::: Dataset

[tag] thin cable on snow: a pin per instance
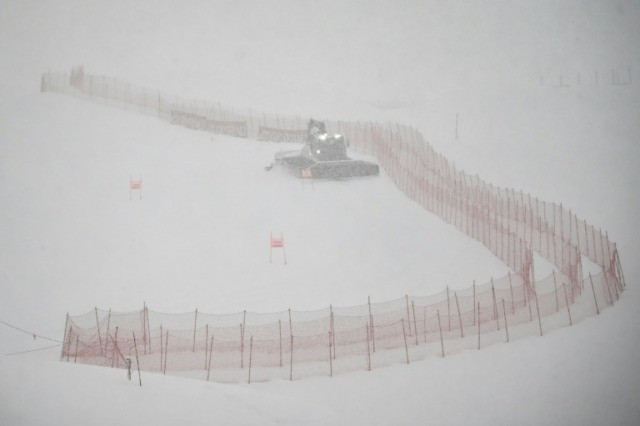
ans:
(30, 332)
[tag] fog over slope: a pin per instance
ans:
(546, 97)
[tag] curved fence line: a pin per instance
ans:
(249, 346)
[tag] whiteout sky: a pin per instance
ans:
(70, 239)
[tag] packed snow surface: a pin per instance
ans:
(542, 97)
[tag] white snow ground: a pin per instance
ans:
(71, 239)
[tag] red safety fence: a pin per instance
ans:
(288, 345)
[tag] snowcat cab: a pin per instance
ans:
(324, 157)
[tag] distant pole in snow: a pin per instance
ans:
(506, 327)
(594, 295)
(566, 299)
(137, 359)
(478, 325)
(210, 356)
(441, 339)
(404, 334)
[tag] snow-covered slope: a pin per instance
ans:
(71, 238)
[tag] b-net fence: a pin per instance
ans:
(292, 344)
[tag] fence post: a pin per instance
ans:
(495, 305)
(441, 339)
(137, 359)
(506, 327)
(478, 325)
(330, 358)
(594, 294)
(555, 286)
(195, 326)
(291, 361)
(415, 324)
(424, 323)
(404, 334)
(459, 315)
(474, 302)
(210, 356)
(406, 297)
(280, 334)
(566, 299)
(513, 302)
(106, 339)
(166, 353)
(250, 357)
(206, 340)
(368, 349)
(161, 340)
(373, 336)
(66, 323)
(448, 308)
(98, 327)
(535, 293)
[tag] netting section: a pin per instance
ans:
(287, 345)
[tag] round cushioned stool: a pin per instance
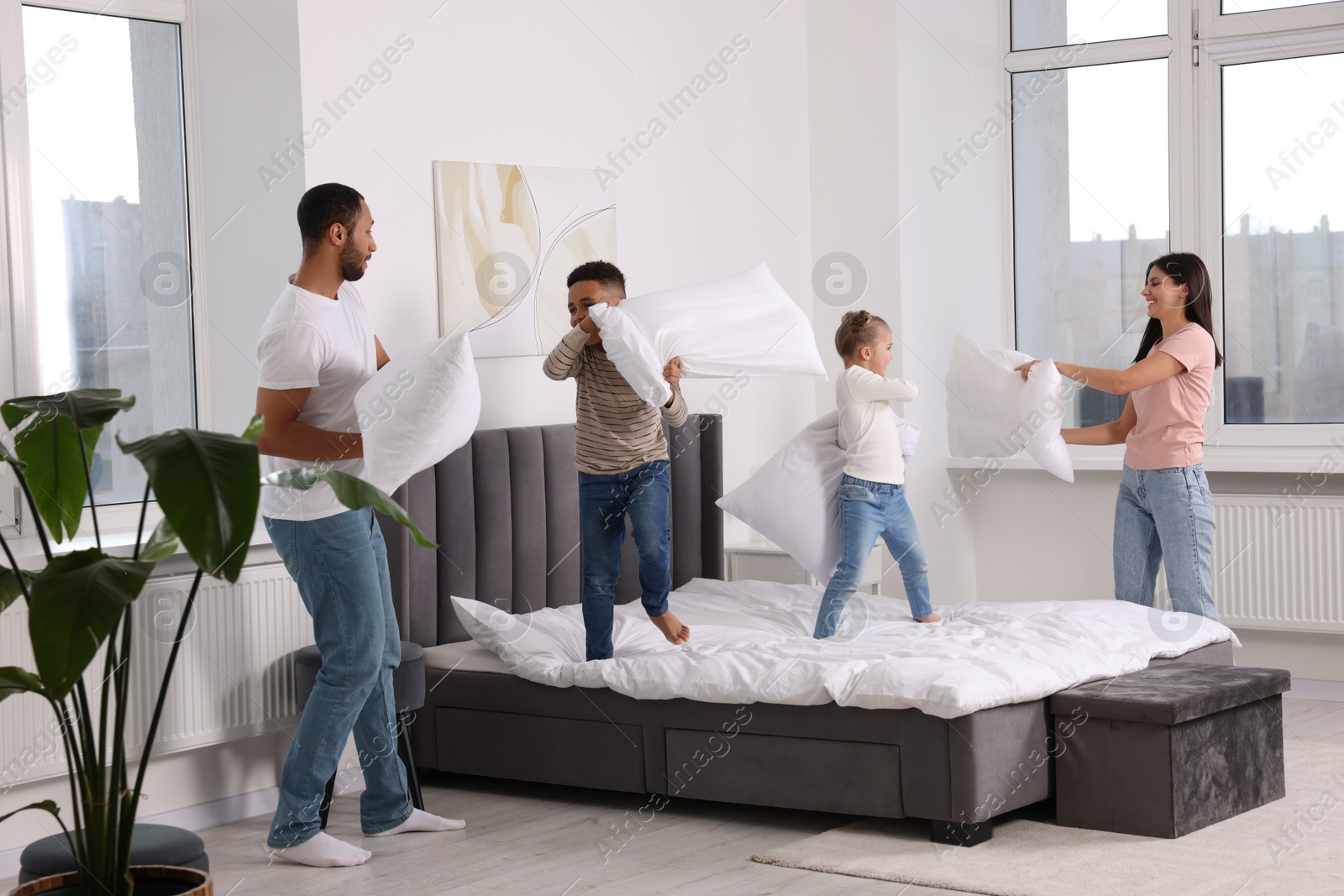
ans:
(407, 692)
(150, 846)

::::::

What this task involves: Copy every one of the records above word for word, but leave the pictures out.

Exercise solution:
[tag] thin cable on snow: a pin per instance
ans:
(30, 332)
[tag] fog over slope: a pin per instance
ans:
(546, 97)
[tag] curved fence line: a pin per instance
ans:
(249, 346)
[tag] whiteout sky: a pin per instance
ans:
(70, 239)
[tag] packed snow surface: a pin per instance
ans:
(542, 97)
[tag] white snow ground: a pin per instance
ans:
(71, 239)
[tag] red safety fence: a pin per instance
ans:
(288, 345)
[tag] snowcat cab: a pin per instance
ans:
(324, 157)
[tag] distant pole in snow: a pin per instance
ans:
(506, 327)
(594, 295)
(566, 299)
(137, 359)
(478, 325)
(210, 356)
(441, 339)
(404, 334)
[tag] snow-covered slope: a pin per instance
ans:
(71, 238)
[tag] b-net fence: a pin per instance
ans:
(292, 344)
[tag] fence post: a pin per instance
ans:
(495, 305)
(441, 339)
(137, 359)
(506, 327)
(478, 325)
(330, 358)
(594, 294)
(555, 286)
(195, 326)
(291, 361)
(415, 324)
(424, 323)
(404, 334)
(459, 315)
(474, 302)
(210, 356)
(406, 297)
(280, 334)
(566, 299)
(513, 302)
(106, 339)
(166, 353)
(250, 357)
(206, 340)
(368, 349)
(161, 340)
(373, 336)
(66, 323)
(448, 308)
(98, 327)
(535, 293)
[tag] netting section: a pin per instance
ans:
(287, 345)
[tag] round cushioned stool: a pin per instance
ans:
(407, 692)
(150, 846)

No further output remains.